TEXT PASSAGE:
Tiger Sachse edited this page Jun 26, 2019 · 14 revisions

Summary

The ezrassor_controller_server listens for robot instructions on the local area network. Instructions are parsed and routed to the appropriate ROS topics as they are received. The instructions detected by the controller server typically originate from the mobile controller application, and may include commands to move the robot forward, backward, or to rotate the robot's drums (among other things).

Inputs/Outputs

The controller server listens on a port for HTTP JSON requests that contain instructions. The format of one of these JSON requests is as follows:

{
    "autonomous_toggles" : int [0, 1, 2, 4, 8],
    "target_coordinate" : {
        "x" : float [any],
        "y" : float [any]
    },
    "wheel_instruction" : string [forward, backward, left, right],
    "front_arm_instruction" : float [-1.0 to 1.0],
    "back_arm_instruction" : float [-1.0 to 1.0],
    "front_drum_instruction" : float [-1.0 to 1.0],
    "back_drum_instruction" : float [-1.0 to 1.0]
}

The domain of each field is shown in brackets. All of these fields are optional (partial instructions are valid).

PROBLEM A: Write out the records below line for line, and leave the pictures out of your copy.

MATERIAL SUPPLIED:
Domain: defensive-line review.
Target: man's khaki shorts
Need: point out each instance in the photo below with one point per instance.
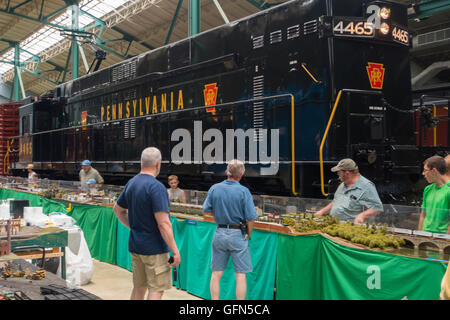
(152, 271)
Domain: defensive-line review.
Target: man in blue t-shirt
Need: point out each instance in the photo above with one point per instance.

PROBLEM B: According to the controller server page, where do the instructions detected by the controller server typically come from?

FULL SOLUTION A:
Domain: defensive-line review.
Target: man's khaki shorts
Need: point out each instance in the photo below with one point per instance.
(152, 271)
Domain: defensive-line review.
Target: man in blue t-shirt
Need: point out each instance in the photo above with one point per instance.

FULL SOLUTION B: They typically originate from the mobile controller application.